## [WYBRANY TEKST]

Całe wieki nie pokazywałam Wam żadnego ciekawego zestawienia, dziś więc przed Wami nasze muzyczne hity, czyli to czego słuchamy namiętnie i nieustannie, delektując się dźwiękiem i słowem. Zapraszam w podróż po pięciolinii, zamknijcie oczy, dajcie się ponieść nutom i dajcie się zarazić tym cudownym bakcylem! A śpiewać i tańczyć oraz raczyć ucho pięknym dźwiękiem zawsze warto i to od pierwszych miesięcy życia, a najlepiej jeszcze w łonie matki. Bo muzyka łagodzi obyczaje, rozwija zmysły (nie tylko słuchu, ale i niesamowicie ważny, a zaniedbywany ostatnio zmysł kinestetyczny, czyli propriocepcję - w czasie tańca), a także rozwija mowę i świetnie ćwiczy pamięć. Najlepszą reklamą będzie nasza dwulatka, która bez trudu rozpoznaje ulubione piosenki po pierwszych taktach, potrafi zaśpiewać kilka piosenek (Ta Dorotka, Jabłuszko pełne snów, Jadą jadą misie, Krasnoludki, Konik na biegunach i kilka innych), a jej ulubioną audycją w radiu jest Rytmika. Nie zastanawialiśmy się też długo i jutro wybywamy na zajęcia z rytmiki dla maluchów, już się nie możemy doczekać! A teraz wio, zagłębiać się w post.

## [POKAZANY MATERIAŁ]
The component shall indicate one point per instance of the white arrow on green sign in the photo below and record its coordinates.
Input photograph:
* * *
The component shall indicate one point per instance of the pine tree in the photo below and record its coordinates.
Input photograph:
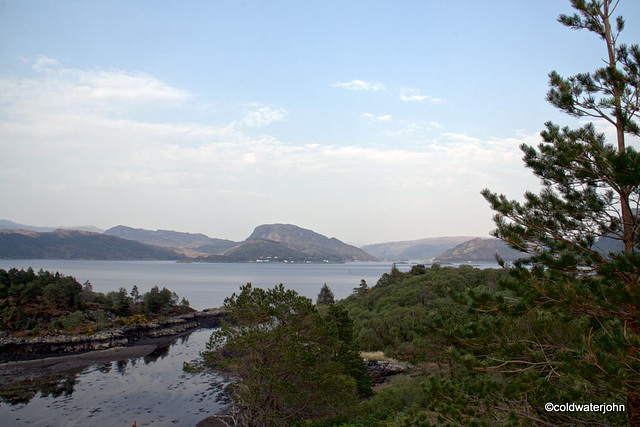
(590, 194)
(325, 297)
--
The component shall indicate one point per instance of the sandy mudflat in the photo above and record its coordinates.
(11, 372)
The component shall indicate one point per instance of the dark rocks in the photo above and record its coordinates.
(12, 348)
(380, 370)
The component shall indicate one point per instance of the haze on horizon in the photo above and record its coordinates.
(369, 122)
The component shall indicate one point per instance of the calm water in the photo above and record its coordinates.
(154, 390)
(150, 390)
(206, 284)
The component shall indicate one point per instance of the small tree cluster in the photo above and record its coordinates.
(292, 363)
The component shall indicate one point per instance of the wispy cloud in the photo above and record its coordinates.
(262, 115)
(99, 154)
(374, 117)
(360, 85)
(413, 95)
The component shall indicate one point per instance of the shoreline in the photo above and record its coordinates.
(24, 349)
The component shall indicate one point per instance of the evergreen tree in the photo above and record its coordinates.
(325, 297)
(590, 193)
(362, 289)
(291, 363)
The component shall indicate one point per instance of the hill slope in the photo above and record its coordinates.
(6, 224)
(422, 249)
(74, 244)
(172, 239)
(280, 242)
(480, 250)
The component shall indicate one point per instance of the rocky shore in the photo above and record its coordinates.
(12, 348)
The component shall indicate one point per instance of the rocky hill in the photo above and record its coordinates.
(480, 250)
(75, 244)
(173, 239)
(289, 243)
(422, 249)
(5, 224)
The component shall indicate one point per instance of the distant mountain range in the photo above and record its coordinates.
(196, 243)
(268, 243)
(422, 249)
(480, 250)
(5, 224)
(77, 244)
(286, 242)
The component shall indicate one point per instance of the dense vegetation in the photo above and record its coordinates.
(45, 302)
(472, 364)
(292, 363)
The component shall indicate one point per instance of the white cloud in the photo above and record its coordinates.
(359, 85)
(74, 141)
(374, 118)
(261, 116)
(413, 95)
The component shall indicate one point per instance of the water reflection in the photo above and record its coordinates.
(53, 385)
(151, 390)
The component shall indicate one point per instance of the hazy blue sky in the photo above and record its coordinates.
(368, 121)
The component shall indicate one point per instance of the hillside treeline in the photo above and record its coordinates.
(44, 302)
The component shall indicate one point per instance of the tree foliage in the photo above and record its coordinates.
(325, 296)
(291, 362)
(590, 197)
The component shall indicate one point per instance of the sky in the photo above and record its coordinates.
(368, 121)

## [SZCZEGÓŁY ZADANIA]
Odpowiedz krótko na pytania do tekstu o muzyce dla dzieci:
1. Jaki zmysł rozwija się według tekstu w czasie tańca?
2. Która audycja radiowa jest ulubioną audycją dwulatki?
3. Na jakie zajęcia rodzina wybiera się jutro?
Materiał nie jest potrzebny do wykonania zadania.

## [ODPOWIEDŹ NA ZADANIE]
1. Zmysł kinestetyczny, czyli propriocepcja.
2. Rytmika.
3. Na zajęcia z rytmiki dla maluchów.